Bread gets a bad rap. It’s the carbohydrate’s fault. Our daily bread sustained humanity for centuries, but now, sadly, it has too many “carbs” for our more sedentary ways. Please, dear God, do not give me my daily bread or I shall roll quickly to the Valley of the Shadow of Death. My old breakfast with an “everything” bagel and cream cheese has given was to yogurt and fruit. I order the wrap instead of the bun. I fit my peanut butter on a Triskett. Todd no longer lives by bread alone, but by every other healthy thing that proceeds from the hand of God.
And then I moved to Northampton and discovered “The Hungry Ghost” bakery. The French Batard will be on the table for my first breakfast with Jesus in Paradise. I hope to be worthy of all eight grains of the multigrain when I meet my Maker. I love to watch them engaged in the holy arts of making bread. Last week I watched two people knead dough, rolling out enough to cover the whole top of a 3’ x 5’ table. Together they lift one end and fold over a thick liquidy blanket. It is folded until the appointed time. And when it is finished it is laid low in a storage bin, where it will rise again. When I come in to the bakery the next morning, I smell the spices used to anoint it, and I see that the oven is empty. As I turn to the shelves, daring to hope, and suddenly I see it, the bread of life! And then I know why Jesus said, “Whenever you eat this bread, do this in remembrance of me.” I pray that I could approach the communion table with the same enthusiasm and sense of satisfaction.
Jesus proclaims “I am the bread of life,” in John’s Gospel after the feeding of the 5000. Where we left off last week, the crowd who learned to share in community from a small boy with his 5 loaves and two fish, wanted to make Jesus King. This would have got him executed much sooner in our story. Besides Jesus had other plans. This discourse after the feeding of the 5000 shows the broad sweep of Jesus’ ministry. On the one hand, he is like the Old Testament prophets, frequently quoting from Isaiah and announcing that God desires justice for the poor and hungry. Jesus talks much more about justice on earth than on how to get to heaven. But Jesus does not confine himself to political and economic matters. His ultimate concern is that we come into a new relationship with God. Justice is a practice that people who walk with God do.

- SET TASK -
Copy the passage of the sermon on bread word for word, starting at "Bread gets a" and ending at "hand of God.". The listing that follows this sermon was taken from a different source.

- DATASET EXTRACT -
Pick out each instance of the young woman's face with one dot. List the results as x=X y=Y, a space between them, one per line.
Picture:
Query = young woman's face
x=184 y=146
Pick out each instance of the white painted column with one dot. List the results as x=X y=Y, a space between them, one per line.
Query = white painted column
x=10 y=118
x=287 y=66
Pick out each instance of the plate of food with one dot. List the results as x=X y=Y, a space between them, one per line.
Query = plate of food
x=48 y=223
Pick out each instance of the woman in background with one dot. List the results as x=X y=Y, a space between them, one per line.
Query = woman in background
---
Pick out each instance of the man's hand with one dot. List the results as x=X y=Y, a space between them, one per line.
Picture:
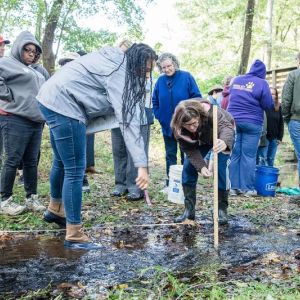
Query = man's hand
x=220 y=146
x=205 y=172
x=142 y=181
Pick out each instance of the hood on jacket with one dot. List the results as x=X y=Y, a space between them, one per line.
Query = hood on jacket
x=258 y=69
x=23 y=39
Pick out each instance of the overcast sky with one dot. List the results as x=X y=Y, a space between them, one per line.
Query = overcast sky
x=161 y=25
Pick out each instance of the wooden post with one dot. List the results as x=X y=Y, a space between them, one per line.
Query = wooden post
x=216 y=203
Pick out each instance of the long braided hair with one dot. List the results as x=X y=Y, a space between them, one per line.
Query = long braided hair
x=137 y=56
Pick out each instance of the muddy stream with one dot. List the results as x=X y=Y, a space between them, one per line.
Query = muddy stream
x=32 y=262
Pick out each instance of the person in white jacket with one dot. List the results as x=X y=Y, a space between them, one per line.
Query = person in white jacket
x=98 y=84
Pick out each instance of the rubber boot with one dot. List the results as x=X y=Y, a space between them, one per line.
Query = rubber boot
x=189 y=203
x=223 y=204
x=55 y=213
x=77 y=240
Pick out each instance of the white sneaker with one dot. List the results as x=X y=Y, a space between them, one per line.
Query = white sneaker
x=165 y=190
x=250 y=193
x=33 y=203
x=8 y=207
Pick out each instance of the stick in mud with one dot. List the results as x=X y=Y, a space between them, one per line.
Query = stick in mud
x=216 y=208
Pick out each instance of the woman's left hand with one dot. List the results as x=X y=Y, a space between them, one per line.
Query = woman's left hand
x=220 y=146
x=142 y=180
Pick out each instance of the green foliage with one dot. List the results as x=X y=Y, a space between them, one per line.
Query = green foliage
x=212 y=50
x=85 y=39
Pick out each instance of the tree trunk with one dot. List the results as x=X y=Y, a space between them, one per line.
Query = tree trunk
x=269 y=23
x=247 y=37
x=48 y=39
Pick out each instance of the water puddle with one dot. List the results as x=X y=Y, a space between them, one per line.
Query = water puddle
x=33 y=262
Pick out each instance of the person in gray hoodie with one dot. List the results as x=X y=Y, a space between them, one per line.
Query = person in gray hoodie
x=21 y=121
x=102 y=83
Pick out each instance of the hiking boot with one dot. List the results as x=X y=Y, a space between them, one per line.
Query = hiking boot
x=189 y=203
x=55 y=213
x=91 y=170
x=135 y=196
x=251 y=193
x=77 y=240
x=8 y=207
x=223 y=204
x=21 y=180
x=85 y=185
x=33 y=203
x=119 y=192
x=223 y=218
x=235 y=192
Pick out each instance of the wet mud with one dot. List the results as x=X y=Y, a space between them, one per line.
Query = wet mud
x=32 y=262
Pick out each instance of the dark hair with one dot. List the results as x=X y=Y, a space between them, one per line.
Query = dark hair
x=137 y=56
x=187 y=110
---
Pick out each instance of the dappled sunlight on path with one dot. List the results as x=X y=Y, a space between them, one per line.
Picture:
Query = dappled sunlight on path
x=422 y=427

- TASK RESULT -
Bread gets a bad rap. It’s the carbohydrate’s fault. Our daily bread sustained humanity for centuries, but now, sadly, it has too many “carbs” for our more sedentary ways. Please, dear God, do not give me my daily bread or I shall roll quickly to the Valley of the Shadow of Death. My old breakfast with an “everything” bagel and cream cheese has given was to yogurt and fruit. I order the wrap instead of the bun. I fit my peanut butter on a Triskett. Todd no longer lives by bread alone, but by every other healthy thing that proceeds from the hand of God.